#### The request
Reproduce the listing that follows with no differences at all.

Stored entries
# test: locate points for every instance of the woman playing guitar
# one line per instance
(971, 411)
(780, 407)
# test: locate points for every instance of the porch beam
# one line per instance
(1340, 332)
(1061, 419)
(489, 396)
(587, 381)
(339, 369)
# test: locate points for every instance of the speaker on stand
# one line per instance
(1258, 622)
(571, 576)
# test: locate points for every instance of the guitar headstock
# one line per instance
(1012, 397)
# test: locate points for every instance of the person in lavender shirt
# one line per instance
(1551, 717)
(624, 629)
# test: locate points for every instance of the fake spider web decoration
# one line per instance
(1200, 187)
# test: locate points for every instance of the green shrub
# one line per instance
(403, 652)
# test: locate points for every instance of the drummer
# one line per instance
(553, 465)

#### Correct answer
# test: locate points for every instance of the woman playing guitar
# one line per instance
(971, 411)
(780, 407)
# test: locate points for every instance of the porch beam
# one line per instance
(1340, 332)
(1061, 419)
(489, 396)
(587, 381)
(339, 369)
# test: locate points for every instance of the speaker on stand
# one line per instance
(1258, 622)
(571, 576)
# test: locate points for every instance of the guitar headstock
# one line per instance
(1012, 397)
# test: locate points for every instance of the person in lavender shirt
# one line per instance
(1551, 717)
(624, 629)
# test: locate points for every instance of the fake spider web decoration
# one line per instance
(1200, 187)
# test: locate points for every instance of the green shrub
# one line per instance
(403, 652)
# test: locate points for every instance of the drummer
# one line per instance
(553, 465)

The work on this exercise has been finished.